** Exercise prompt **
In the data below, quote word for word every line from the one containing "Where can the golfer's arm" through the one containing "point(248, 197)", both included. Leave the pictures out.

** Stored rows **
---+---

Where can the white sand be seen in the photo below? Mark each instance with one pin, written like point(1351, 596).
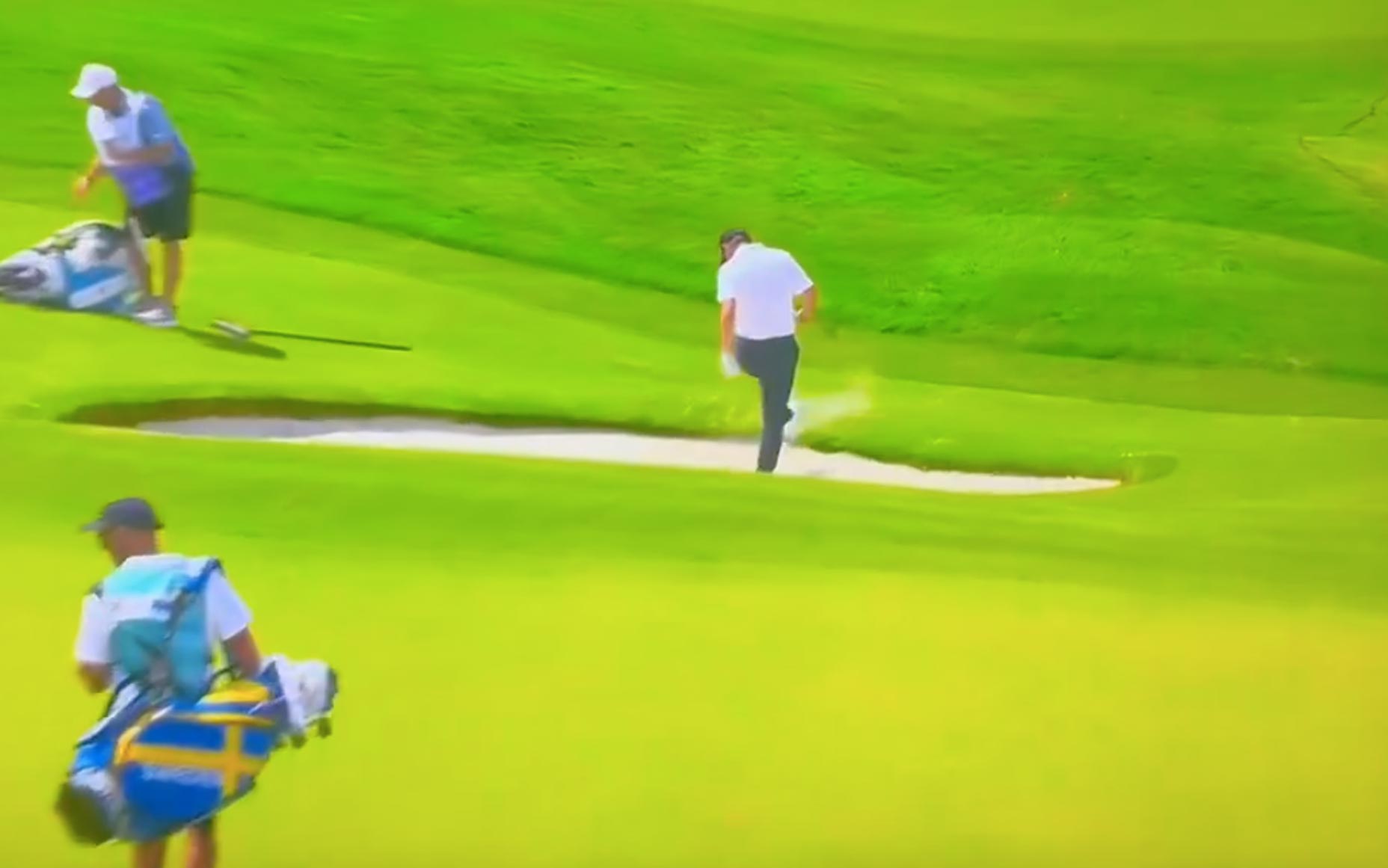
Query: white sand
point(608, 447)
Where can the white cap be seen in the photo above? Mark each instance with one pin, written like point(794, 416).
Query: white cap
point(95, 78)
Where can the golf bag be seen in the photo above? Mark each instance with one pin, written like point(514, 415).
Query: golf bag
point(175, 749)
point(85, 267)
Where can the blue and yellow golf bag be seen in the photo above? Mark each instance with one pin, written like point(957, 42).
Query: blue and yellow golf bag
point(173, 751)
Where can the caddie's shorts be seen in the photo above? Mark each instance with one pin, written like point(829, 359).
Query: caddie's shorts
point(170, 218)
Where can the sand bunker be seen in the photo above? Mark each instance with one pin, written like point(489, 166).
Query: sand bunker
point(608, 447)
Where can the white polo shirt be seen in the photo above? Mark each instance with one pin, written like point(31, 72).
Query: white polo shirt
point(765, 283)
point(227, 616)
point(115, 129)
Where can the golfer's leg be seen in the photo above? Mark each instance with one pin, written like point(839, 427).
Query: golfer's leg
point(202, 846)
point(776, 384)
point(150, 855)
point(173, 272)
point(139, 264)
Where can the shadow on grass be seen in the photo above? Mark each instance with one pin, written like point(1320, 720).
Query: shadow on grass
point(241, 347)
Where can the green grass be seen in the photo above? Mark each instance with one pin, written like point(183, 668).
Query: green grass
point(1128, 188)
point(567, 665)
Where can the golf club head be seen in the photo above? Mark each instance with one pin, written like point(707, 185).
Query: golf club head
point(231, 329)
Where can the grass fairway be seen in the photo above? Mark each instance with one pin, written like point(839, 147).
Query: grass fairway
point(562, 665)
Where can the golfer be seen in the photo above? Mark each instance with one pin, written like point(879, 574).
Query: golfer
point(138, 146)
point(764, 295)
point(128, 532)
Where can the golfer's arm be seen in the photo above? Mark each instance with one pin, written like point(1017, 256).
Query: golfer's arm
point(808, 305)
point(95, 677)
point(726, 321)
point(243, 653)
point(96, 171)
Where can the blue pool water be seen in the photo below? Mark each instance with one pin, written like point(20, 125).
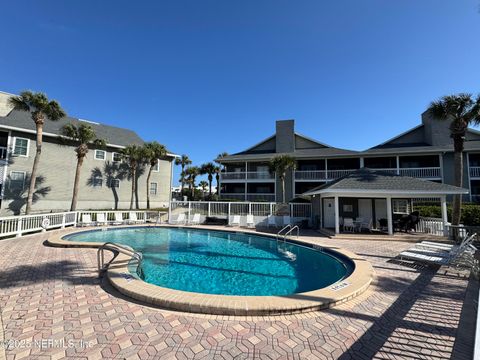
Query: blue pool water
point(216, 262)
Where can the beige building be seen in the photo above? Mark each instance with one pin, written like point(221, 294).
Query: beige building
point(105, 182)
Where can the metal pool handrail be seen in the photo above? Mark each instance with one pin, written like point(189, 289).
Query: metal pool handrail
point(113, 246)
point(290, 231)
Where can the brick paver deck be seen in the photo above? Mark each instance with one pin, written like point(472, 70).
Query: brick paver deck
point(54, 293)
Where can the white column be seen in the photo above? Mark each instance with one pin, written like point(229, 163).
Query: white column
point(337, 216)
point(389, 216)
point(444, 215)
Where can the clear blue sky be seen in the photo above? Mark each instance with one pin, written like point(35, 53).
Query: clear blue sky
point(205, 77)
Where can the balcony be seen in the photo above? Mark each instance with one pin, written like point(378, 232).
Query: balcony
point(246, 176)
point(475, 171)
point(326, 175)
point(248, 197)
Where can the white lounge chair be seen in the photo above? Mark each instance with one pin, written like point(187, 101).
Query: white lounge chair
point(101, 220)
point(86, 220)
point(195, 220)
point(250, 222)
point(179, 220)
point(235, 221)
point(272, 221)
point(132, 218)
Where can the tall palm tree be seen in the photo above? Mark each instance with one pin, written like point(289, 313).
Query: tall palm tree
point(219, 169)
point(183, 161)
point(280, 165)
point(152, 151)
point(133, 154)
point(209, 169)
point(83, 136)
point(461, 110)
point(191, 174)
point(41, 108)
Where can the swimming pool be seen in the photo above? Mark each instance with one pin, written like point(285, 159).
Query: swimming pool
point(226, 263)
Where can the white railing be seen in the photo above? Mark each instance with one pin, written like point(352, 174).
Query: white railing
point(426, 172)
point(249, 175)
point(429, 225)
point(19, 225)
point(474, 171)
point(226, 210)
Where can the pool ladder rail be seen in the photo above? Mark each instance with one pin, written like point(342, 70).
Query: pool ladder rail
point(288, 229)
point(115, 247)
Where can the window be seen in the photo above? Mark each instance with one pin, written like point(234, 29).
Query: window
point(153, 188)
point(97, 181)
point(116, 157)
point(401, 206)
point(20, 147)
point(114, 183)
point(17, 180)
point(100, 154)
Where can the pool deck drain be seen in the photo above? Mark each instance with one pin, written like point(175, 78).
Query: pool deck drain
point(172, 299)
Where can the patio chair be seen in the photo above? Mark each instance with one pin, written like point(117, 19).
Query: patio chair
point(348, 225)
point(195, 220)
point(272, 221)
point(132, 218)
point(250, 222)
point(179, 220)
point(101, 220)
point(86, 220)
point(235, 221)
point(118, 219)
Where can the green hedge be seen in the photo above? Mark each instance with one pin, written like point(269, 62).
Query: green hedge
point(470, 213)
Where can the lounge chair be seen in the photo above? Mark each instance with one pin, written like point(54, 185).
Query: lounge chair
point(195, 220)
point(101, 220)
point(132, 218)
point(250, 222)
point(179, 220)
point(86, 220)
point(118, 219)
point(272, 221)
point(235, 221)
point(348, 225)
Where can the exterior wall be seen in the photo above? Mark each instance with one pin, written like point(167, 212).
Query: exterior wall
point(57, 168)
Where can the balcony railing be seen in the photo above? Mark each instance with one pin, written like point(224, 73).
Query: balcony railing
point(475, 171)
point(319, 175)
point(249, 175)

---+---

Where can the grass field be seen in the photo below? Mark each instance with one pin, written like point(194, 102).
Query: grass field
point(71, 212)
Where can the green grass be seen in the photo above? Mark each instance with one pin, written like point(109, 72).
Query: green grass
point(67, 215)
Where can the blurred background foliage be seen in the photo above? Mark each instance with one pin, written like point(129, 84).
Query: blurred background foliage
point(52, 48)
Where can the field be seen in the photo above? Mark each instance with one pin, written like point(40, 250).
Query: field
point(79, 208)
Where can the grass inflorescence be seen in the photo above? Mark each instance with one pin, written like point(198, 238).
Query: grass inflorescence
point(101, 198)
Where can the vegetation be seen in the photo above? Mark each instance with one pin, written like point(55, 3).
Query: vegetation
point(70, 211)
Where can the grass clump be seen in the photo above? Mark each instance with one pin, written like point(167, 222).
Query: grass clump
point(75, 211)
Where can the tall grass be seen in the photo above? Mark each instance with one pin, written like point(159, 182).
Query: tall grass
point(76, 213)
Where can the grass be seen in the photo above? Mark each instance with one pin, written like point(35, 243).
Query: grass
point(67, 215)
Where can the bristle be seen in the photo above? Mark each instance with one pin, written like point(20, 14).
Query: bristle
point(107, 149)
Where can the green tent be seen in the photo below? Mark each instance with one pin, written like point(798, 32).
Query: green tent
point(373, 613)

---+---

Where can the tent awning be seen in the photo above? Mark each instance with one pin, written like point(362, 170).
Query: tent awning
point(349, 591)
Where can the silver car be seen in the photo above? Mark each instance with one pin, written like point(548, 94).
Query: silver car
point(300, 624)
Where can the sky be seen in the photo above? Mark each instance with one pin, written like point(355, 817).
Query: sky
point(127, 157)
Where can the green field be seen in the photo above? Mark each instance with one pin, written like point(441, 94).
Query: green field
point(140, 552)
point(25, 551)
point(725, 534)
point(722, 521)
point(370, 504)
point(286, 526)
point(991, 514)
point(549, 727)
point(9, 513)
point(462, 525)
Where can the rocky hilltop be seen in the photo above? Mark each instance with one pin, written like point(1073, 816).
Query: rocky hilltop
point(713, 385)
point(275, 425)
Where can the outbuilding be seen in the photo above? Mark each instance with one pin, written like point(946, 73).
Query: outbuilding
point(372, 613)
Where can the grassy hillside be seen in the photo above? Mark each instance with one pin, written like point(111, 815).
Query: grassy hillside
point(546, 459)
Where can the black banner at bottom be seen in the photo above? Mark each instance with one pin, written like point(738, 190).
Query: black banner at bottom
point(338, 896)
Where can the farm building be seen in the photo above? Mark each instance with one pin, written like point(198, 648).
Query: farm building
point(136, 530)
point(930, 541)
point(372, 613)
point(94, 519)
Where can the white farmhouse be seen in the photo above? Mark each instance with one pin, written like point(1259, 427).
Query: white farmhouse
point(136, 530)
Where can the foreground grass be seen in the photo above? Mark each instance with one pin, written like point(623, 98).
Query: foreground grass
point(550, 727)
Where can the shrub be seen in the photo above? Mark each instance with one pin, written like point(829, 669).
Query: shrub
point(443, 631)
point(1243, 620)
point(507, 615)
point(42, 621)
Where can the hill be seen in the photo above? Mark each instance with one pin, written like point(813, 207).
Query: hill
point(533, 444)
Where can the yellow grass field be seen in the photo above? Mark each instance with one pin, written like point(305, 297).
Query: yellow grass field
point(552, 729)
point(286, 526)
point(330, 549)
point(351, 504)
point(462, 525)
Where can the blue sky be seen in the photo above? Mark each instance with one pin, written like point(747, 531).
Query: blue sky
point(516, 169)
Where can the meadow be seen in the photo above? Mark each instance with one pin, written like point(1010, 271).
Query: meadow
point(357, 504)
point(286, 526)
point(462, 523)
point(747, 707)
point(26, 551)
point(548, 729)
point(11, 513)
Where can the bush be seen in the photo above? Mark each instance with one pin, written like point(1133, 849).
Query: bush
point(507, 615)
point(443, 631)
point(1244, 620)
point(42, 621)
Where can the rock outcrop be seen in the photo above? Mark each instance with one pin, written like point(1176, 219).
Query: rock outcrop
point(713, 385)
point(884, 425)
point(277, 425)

---+---

** Final answer **
Where can the golfer's arm be seen in the photo above? Mark each instance with one pin, written like point(1017, 256).
Query: golfer's arm
point(808, 305)
point(95, 677)
point(726, 321)
point(243, 653)
point(96, 171)
Where can the blue pool water be seen in the photo below? Mark each instance with one pin, written like point(20, 125).
Query: blue pool water
point(216, 262)
Where can the beige building be seen in the photo above? Mark each instance with one pin, written like point(221, 294).
Query: beige building
point(105, 182)
Where can the metal pool handrail be seen in the photo above? Mark each instance with one pin, written like point(189, 289).
Query: metal pool handrail
point(113, 246)
point(290, 231)
Where can the brick paver deck be seen in the photo above? Mark each instance with one pin, written like point(472, 70).
Query: brick paver deck
point(54, 293)
Where can the white column be seen in the photo above? Mark each instance with one pin, written like point(229, 163).
Query: white column
point(337, 216)
point(389, 216)
point(444, 215)
Where can the clear blue sky be seen in the photo above? Mark each instance with one pin, written like point(35, 53).
Query: clear blue sky
point(205, 77)
Where can the balcony be seen in the photo above? Mark each instance with one pin, written like point(378, 232).
Query: balcony
point(246, 176)
point(475, 171)
point(326, 175)
point(248, 197)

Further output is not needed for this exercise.